- **Problem statement**: Write out the whole listing exactly as it stands.

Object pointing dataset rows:
● ● ● ●
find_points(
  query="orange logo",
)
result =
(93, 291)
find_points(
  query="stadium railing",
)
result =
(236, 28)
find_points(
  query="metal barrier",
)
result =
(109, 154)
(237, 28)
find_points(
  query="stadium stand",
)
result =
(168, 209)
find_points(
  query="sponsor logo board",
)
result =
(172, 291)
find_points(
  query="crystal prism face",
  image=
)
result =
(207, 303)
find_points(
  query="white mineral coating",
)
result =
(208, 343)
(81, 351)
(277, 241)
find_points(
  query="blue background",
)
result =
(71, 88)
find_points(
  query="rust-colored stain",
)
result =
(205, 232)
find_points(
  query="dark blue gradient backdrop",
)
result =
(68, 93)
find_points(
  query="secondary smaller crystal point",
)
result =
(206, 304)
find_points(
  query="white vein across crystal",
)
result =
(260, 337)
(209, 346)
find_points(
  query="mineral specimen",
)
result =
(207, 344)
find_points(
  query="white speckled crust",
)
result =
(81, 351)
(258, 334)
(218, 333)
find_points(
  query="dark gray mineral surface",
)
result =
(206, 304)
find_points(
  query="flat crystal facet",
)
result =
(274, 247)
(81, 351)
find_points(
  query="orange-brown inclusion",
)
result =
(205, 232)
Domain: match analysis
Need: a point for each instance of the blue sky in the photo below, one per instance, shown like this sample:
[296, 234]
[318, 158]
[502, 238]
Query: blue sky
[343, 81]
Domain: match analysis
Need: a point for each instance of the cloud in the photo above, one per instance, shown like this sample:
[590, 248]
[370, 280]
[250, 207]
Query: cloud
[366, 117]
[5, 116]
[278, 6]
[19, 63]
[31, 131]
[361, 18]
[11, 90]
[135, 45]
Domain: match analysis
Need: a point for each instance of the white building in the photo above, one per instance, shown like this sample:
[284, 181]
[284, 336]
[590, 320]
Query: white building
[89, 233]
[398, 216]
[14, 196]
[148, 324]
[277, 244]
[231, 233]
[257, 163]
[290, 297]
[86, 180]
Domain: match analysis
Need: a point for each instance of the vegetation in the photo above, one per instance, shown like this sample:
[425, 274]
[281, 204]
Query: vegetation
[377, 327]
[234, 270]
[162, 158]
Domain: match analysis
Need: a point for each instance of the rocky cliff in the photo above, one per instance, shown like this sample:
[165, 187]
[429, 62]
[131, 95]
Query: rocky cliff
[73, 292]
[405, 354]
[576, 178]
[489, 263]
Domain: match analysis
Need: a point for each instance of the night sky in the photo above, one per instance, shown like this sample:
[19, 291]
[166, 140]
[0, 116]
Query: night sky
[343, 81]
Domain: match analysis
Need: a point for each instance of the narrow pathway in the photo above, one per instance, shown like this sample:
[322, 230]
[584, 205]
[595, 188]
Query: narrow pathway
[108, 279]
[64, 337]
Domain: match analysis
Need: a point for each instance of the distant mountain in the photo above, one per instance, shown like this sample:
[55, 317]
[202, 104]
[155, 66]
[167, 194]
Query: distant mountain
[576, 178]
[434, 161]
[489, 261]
● ● ● ●
- **Finished answer**:
find_points(
  query="orange logo",
)
result =
(93, 291)
find_points(
  query="stadium railing",
)
result =
(236, 28)
find_points(
  query="metal barrier",
)
result =
(109, 154)
(237, 28)
find_points(
  query="stadium stand",
)
result =
(168, 209)
find_points(
  query="sponsor logo board",
)
result =
(172, 291)
find_points(
  query="crystal prism face",
  image=
)
result =
(207, 303)
find_points(
  query="white mineral coating",
)
result =
(208, 343)
(81, 351)
(277, 241)
find_points(
  query="blue background",
)
result =
(71, 88)
find_points(
  query="rust-colored stain",
)
result =
(205, 232)
find_points(
  query="dark blue gradient backdrop",
)
result =
(68, 93)
find_points(
  query="secondary smaller crystal point",
)
result =
(206, 304)
find_points(
  query="white vein across crystal",
)
result =
(260, 337)
(209, 346)
find_points(
  query="mineral specimen",
)
result =
(207, 344)
find_points(
  query="white speckled crust",
)
result =
(81, 351)
(258, 334)
(218, 333)
find_points(
  query="dark gray mineral surface",
)
result =
(206, 304)
find_points(
  query="flat crystal facet",
)
result =
(274, 247)
(81, 351)
find_points(
  query="orange-brown inclusion",
)
result =
(205, 232)
Domain: match analysis
Need: a point for each instance of the blue sky in the photo below, one per instance, shown like this sample:
[296, 234]
[318, 158]
[502, 238]
Query: blue sky
[343, 81]
Domain: match analysis
Need: a point for each instance of the cloud in the photo above, one per instance, shown like this sample:
[590, 248]
[370, 280]
[250, 207]
Query: cloud
[366, 117]
[5, 116]
[278, 6]
[19, 63]
[31, 131]
[361, 18]
[11, 90]
[135, 45]
Domain: match analysis
Need: a point for each instance of the white building in the photo above, one per instance, shown like this sample:
[284, 181]
[284, 336]
[590, 320]
Query: white building
[89, 233]
[398, 216]
[14, 196]
[148, 324]
[277, 244]
[231, 233]
[257, 163]
[290, 297]
[86, 180]
Domain: match analysis
Need: a point for each instance of the vegetation in the photo above, one per instance, shown like this sample:
[425, 274]
[281, 204]
Query: vegetation
[377, 327]
[234, 270]
[162, 158]
Domain: match analysis
Need: a point for each instance of the rocky cliff in the photo above, one per instance, shown like this sample:
[165, 187]
[429, 62]
[131, 95]
Query: rocky cliff
[73, 292]
[405, 354]
[576, 178]
[489, 263]
Domain: match analysis
Need: a point for each instance of the night sky in the photo above, one per instance, shown like this sample:
[19, 291]
[166, 140]
[0, 116]
Query: night sky
[343, 81]
Domain: match analysis
Need: a point for each instance of the narrow pathway in the photo above, one per instance, shown like this sample:
[322, 230]
[584, 205]
[595, 188]
Query: narrow pathway
[108, 279]
[64, 337]
Domain: match analysis
Need: a point for each instance of the distant mountain in the photo above, one per instance, shown like this sample:
[55, 317]
[202, 104]
[155, 66]
[167, 194]
Query: distant mountain
[576, 178]
[434, 161]
[489, 261]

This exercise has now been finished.